**Exercise description**. Can you express the item lines as a JSON list of strings, one string per line with blank lines left out, starting with the line containing "Query: cliff" and going on through the last line of the items?

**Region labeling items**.
◇ ◇ ◇

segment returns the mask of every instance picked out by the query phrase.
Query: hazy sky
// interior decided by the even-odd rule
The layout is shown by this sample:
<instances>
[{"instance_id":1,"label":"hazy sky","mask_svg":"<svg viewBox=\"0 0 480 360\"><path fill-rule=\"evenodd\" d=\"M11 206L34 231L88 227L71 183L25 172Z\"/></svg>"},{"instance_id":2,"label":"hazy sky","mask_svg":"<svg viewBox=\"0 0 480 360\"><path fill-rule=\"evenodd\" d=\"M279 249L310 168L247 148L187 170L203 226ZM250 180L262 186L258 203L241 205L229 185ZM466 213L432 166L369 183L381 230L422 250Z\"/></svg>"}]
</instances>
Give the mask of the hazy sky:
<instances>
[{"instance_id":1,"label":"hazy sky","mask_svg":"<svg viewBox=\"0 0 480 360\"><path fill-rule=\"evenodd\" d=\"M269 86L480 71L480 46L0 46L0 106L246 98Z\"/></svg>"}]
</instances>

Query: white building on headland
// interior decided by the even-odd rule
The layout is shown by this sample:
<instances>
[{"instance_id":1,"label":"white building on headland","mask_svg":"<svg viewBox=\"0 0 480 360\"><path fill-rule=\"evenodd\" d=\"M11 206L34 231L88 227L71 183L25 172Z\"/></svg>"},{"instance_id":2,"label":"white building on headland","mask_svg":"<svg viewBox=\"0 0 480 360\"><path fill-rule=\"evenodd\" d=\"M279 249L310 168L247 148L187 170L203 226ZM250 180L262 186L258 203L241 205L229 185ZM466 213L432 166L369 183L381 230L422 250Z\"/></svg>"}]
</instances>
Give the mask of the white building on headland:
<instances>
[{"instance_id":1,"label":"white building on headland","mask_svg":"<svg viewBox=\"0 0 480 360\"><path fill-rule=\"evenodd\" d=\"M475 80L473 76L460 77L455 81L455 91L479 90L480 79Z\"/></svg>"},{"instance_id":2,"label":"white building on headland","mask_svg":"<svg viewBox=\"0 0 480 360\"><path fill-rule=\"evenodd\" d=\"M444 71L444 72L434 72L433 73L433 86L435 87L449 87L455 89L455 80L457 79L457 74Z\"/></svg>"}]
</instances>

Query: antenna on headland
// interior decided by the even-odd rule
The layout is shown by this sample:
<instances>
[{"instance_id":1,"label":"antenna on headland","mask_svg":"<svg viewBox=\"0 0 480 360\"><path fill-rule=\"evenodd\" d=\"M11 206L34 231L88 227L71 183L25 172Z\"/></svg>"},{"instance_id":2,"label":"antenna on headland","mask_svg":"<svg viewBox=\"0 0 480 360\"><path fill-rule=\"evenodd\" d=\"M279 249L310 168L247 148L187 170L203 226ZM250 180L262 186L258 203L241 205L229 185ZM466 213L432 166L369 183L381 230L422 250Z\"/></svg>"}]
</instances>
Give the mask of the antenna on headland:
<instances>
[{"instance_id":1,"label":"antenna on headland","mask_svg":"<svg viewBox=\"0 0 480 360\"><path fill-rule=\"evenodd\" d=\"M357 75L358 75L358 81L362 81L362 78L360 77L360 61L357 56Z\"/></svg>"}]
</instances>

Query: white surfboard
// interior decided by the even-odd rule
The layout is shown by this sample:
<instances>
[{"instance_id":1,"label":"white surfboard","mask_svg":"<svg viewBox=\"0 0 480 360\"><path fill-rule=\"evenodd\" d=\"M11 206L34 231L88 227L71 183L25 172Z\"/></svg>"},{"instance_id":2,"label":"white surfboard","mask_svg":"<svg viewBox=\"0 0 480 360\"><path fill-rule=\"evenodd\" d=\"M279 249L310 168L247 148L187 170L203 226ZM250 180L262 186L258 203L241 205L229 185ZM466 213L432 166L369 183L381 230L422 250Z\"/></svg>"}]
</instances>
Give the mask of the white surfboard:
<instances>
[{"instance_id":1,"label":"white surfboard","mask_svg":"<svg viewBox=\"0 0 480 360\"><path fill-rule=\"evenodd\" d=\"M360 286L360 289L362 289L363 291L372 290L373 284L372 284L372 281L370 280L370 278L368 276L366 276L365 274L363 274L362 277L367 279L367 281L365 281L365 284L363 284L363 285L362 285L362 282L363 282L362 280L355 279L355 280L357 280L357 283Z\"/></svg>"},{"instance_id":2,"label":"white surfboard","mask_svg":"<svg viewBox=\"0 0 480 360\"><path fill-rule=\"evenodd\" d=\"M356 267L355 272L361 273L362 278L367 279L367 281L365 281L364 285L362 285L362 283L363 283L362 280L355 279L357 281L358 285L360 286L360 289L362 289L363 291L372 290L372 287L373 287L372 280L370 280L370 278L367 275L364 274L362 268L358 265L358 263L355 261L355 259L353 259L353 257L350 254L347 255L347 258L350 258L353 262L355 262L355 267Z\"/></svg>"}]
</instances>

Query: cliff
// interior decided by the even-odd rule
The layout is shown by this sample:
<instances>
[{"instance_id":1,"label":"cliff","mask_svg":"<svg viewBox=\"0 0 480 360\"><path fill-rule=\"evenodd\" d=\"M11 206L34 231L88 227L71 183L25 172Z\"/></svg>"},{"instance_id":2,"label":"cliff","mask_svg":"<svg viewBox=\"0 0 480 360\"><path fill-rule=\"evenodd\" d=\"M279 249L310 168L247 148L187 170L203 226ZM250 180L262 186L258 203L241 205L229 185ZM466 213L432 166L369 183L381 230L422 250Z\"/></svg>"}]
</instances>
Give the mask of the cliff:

◇ ◇ ◇

**Output of the exercise**.
[
  "Query: cliff",
  "// interior decided by the even-odd rule",
  "The layout is shown by this sample:",
  "<instances>",
  "[{\"instance_id\":1,\"label\":\"cliff\",\"mask_svg\":\"<svg viewBox=\\\"0 0 480 360\\\"><path fill-rule=\\\"evenodd\\\" d=\\\"M11 206L34 231L88 227L71 183L25 172Z\\\"/></svg>\"},{\"instance_id\":2,\"label\":\"cliff\",\"mask_svg\":\"<svg viewBox=\\\"0 0 480 360\\\"><path fill-rule=\\\"evenodd\\\" d=\\\"M279 249L310 168L247 148L187 170L203 226ZM250 180L262 186L258 203L241 205L229 185ZM466 213L432 166L369 183L381 230L422 250Z\\\"/></svg>\"}]",
  "</instances>",
  "Give the mask of the cliff:"
]